• Tasks and exercises:
a. In the avian influenza report, how many birds were in the Livingston County flock?
b. Decide whether each statement agrees with the avian influenza report, answering yes or no and quoting the deciding words: (i) The infected flock was a commercial poultry operation. (ii) The birds in the flock have been depopulated. (iii) The virus was detected by Michigan State University's Veterinary Diagnostic Laboratory.
c. Write out the part of the avian influenza report that opens with the words containing "To protect other" and closes with "is fully enclosed.", keeping every word and mark unchanged.

• Text under study:
::::::

(WXYZ) — Michigan State University's Veterinary Diagnostic Laboratory has detected a highly pathogenic avian influenza (HPAI) in a non-commercial backyard poultry flock from Livingston County.
HPAI is a highly contagious virus that can be spread from flock to flock through wild birds, being in close contact with infected poultry, touching equipment, and more.
To protect other flocks in Michigan, the lab says the Livingston Country flock is being placed under quarantine, and the birds have been depopulated to prevent any further spread.
This flock contained around 20 birds of multiple species.
"As we continue to respond to HPAI in Michigan, we are strongly encouraging all flock owners to take steps to better protect their poultry and help reduce the spread of this disease. Now is the time for action," state veterinarian Dr. Nora Wineland said. “Taking every step possible to keep wild birds and the germs they could be carrying away from domestic birds will help to limit the spread and impact of this virus, keeping Michigan’s flocks healthy.”
Ways to protect the health and vitality of Michigan’s domestic birds:
- Prevent contact between domestic and wild birds by bringing them indoors or ensuring their outdoor area is fully enclosed.

::::::

• Information provided:
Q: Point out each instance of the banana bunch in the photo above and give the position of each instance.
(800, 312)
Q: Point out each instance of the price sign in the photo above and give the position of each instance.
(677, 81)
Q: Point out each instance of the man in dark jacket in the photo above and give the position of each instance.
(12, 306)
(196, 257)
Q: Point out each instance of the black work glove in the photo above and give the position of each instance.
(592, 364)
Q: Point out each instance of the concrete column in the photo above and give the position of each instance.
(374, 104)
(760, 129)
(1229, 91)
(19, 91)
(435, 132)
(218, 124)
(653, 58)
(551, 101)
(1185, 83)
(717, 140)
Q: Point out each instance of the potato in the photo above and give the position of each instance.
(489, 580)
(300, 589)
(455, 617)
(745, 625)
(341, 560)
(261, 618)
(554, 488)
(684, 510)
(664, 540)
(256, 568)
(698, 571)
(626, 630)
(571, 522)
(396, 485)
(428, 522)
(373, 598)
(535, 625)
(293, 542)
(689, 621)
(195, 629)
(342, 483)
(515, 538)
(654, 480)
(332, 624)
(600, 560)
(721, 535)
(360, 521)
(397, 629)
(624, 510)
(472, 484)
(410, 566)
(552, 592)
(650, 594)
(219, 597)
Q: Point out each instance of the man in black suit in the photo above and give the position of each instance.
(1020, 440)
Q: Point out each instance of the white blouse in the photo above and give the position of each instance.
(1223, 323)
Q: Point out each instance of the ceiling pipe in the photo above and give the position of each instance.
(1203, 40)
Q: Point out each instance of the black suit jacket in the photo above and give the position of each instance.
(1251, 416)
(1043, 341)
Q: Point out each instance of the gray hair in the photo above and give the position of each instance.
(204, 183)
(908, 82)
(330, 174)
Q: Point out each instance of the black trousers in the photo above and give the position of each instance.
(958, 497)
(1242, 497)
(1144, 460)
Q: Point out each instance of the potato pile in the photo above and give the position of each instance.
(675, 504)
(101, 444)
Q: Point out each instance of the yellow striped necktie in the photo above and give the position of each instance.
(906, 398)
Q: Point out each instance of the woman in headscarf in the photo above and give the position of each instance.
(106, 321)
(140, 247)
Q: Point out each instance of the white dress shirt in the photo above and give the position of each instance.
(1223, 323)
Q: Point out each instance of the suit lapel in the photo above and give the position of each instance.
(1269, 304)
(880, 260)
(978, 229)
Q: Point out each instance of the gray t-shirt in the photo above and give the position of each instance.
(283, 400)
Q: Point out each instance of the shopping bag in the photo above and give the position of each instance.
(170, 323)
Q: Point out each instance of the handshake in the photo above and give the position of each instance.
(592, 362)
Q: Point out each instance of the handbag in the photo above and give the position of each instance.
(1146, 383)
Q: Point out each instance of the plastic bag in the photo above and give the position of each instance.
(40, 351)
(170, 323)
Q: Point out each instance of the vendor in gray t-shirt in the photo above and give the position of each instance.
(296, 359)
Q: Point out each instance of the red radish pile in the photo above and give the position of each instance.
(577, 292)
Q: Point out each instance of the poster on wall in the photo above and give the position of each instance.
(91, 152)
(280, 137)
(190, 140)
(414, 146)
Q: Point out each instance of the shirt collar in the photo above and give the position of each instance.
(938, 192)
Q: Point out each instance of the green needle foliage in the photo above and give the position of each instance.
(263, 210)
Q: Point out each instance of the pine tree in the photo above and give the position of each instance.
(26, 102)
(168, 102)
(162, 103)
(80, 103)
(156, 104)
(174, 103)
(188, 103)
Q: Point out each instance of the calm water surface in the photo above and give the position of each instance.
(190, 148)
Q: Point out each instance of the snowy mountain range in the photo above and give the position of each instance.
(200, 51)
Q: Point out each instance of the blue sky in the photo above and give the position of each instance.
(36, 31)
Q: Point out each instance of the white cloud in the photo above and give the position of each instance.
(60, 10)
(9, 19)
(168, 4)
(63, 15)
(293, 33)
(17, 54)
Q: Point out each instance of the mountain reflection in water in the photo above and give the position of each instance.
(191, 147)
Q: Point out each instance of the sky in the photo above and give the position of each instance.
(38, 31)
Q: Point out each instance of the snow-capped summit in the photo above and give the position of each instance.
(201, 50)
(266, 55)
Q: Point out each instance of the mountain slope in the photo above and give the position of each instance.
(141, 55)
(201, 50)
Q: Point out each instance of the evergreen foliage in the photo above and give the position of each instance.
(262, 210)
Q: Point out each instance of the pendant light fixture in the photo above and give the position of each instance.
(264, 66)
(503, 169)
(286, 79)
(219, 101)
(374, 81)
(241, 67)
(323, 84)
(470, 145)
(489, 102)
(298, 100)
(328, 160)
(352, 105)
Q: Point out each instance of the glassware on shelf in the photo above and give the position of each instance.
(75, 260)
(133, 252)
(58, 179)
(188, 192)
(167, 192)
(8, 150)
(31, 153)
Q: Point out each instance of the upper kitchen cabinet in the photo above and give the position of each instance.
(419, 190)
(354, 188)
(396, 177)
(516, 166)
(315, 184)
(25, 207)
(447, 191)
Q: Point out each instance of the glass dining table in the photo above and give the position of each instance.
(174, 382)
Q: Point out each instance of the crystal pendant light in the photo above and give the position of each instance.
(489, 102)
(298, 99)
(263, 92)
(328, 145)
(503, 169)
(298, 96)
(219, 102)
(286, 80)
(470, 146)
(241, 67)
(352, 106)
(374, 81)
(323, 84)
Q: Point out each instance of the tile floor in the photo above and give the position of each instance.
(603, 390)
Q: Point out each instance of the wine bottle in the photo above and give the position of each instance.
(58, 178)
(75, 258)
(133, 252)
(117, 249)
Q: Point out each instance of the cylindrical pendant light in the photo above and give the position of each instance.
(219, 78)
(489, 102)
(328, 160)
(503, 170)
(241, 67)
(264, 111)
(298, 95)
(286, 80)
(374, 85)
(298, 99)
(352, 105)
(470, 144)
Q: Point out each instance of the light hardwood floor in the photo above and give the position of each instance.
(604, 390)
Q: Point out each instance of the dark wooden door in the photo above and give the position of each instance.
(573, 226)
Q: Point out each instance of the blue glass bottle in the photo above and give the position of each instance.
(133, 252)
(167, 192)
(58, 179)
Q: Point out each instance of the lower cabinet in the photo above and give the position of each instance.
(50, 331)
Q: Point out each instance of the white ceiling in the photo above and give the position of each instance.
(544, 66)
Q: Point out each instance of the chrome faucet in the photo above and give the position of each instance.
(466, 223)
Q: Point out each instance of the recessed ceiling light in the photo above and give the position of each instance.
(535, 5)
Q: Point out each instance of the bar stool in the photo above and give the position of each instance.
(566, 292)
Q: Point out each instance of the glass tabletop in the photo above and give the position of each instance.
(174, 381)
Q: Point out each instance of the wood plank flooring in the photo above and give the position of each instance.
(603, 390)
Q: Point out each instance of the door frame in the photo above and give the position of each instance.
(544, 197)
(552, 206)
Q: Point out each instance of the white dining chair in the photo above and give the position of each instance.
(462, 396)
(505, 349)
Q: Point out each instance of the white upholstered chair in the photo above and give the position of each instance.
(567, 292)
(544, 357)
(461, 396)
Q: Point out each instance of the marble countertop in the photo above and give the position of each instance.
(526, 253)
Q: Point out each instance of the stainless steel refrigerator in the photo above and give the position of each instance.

::::::

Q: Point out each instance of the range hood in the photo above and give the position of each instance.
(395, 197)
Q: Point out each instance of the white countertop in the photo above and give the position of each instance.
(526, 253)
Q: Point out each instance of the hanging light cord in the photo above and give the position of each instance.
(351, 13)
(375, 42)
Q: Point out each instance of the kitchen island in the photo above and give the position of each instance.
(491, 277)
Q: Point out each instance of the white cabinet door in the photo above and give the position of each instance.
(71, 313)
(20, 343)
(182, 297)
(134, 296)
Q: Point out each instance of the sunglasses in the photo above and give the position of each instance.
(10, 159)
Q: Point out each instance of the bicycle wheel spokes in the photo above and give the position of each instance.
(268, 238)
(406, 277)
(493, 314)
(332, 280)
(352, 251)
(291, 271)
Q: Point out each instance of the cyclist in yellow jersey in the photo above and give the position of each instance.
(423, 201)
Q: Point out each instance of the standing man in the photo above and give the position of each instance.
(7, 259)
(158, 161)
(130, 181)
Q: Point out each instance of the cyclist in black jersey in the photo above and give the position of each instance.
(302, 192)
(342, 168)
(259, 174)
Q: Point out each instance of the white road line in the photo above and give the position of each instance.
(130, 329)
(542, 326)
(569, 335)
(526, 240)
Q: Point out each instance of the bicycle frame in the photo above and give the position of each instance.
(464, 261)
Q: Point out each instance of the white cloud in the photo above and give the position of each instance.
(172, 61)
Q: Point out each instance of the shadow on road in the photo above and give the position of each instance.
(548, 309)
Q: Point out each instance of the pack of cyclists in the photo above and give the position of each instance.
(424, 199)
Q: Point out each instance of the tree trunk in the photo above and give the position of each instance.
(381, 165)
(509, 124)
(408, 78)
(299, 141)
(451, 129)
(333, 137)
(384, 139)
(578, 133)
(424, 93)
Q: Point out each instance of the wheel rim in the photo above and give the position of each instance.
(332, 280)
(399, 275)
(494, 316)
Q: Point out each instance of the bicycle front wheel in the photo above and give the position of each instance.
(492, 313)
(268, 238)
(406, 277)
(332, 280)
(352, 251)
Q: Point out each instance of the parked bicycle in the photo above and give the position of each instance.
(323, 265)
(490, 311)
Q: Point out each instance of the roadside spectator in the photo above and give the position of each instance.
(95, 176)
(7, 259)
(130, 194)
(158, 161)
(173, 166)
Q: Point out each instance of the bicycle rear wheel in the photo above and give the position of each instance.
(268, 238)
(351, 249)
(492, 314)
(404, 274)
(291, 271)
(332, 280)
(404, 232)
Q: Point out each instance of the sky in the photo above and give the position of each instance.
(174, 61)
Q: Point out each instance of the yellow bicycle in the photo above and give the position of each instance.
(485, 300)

::::::

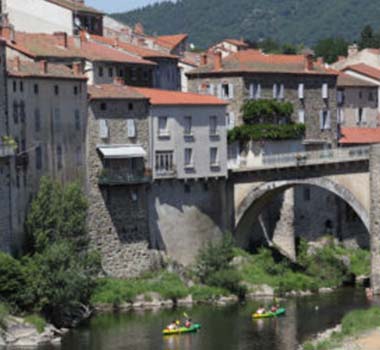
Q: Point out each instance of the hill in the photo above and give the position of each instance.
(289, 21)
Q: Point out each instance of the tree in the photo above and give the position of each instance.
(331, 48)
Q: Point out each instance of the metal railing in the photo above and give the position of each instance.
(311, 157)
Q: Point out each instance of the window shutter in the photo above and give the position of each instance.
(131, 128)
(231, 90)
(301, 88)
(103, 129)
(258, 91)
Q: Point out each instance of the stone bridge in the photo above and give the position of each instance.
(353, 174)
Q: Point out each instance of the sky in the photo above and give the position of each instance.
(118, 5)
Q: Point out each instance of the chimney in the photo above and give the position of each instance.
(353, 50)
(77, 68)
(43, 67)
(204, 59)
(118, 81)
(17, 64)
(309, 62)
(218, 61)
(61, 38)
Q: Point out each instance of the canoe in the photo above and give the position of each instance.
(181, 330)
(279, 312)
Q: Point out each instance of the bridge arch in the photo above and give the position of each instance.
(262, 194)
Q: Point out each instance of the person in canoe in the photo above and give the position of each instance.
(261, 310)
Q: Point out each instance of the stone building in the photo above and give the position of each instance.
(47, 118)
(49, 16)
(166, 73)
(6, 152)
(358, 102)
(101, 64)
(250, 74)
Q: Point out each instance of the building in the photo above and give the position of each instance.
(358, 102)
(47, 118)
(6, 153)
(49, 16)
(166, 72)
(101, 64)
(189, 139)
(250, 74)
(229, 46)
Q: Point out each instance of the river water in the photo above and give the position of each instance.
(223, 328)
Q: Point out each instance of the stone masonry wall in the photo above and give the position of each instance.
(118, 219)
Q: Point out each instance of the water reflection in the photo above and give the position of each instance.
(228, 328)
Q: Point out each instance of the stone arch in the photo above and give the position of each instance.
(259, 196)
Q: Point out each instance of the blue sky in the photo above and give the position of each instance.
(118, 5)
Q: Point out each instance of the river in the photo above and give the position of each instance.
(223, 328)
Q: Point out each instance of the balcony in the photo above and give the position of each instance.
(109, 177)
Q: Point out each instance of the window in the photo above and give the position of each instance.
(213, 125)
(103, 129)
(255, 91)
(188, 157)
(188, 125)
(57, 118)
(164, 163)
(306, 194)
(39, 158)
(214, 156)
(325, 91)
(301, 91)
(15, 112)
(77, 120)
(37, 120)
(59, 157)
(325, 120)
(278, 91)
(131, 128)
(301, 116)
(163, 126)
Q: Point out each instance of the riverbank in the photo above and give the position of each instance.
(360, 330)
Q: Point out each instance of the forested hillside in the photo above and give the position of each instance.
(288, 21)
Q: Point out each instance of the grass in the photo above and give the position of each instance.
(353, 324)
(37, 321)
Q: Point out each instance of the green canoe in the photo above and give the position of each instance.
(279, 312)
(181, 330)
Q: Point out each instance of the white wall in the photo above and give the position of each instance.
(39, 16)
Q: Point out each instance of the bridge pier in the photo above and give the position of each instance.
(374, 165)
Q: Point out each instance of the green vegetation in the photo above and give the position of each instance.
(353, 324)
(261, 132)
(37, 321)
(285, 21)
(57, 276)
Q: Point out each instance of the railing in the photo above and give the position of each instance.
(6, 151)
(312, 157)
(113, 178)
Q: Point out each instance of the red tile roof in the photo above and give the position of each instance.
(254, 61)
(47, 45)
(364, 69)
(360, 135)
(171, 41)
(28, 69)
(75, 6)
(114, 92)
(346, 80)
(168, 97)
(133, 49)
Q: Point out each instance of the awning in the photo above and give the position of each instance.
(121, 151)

::::::

• Exercise answers:
a. Around 20 birds of multiple species.

b.
(i) No: "a non-commercial backyard poultry flock from Livingston County"
(ii) Yes: "the birds have been depopulated to prevent any further spread"
(iii) Yes: "Michigan State University's Veterinary Diagnostic Laboratory has detected a highly pathogenic avian influenza (HPAI)"

c.
To protect other flocks in Michigan, the lab says the Livingston Country flock is being placed under quarantine, and the birds have been depopulated to prevent any further spread.
This flock contained around 20 birds of multiple species.
"As we continue to respond to HPAI in Michigan, we are strongly encouraging all flock owners to take steps to better protect their poultry and help reduce the spread of this disease. Now is the time for action," state veterinarian Dr. Nora Wineland said. “Taking every step possible to keep wild birds and the germs they could be carrying away from domestic birds will help to limit the spread and impact of this virus, keeping Michigan’s flocks healthy.”
Ways to protect the health and vitality of Michigan’s domestic birds:
- Prevent contact between domestic and wild birds by bringing them indoors or ensuring their outdoor area is fully enclosed.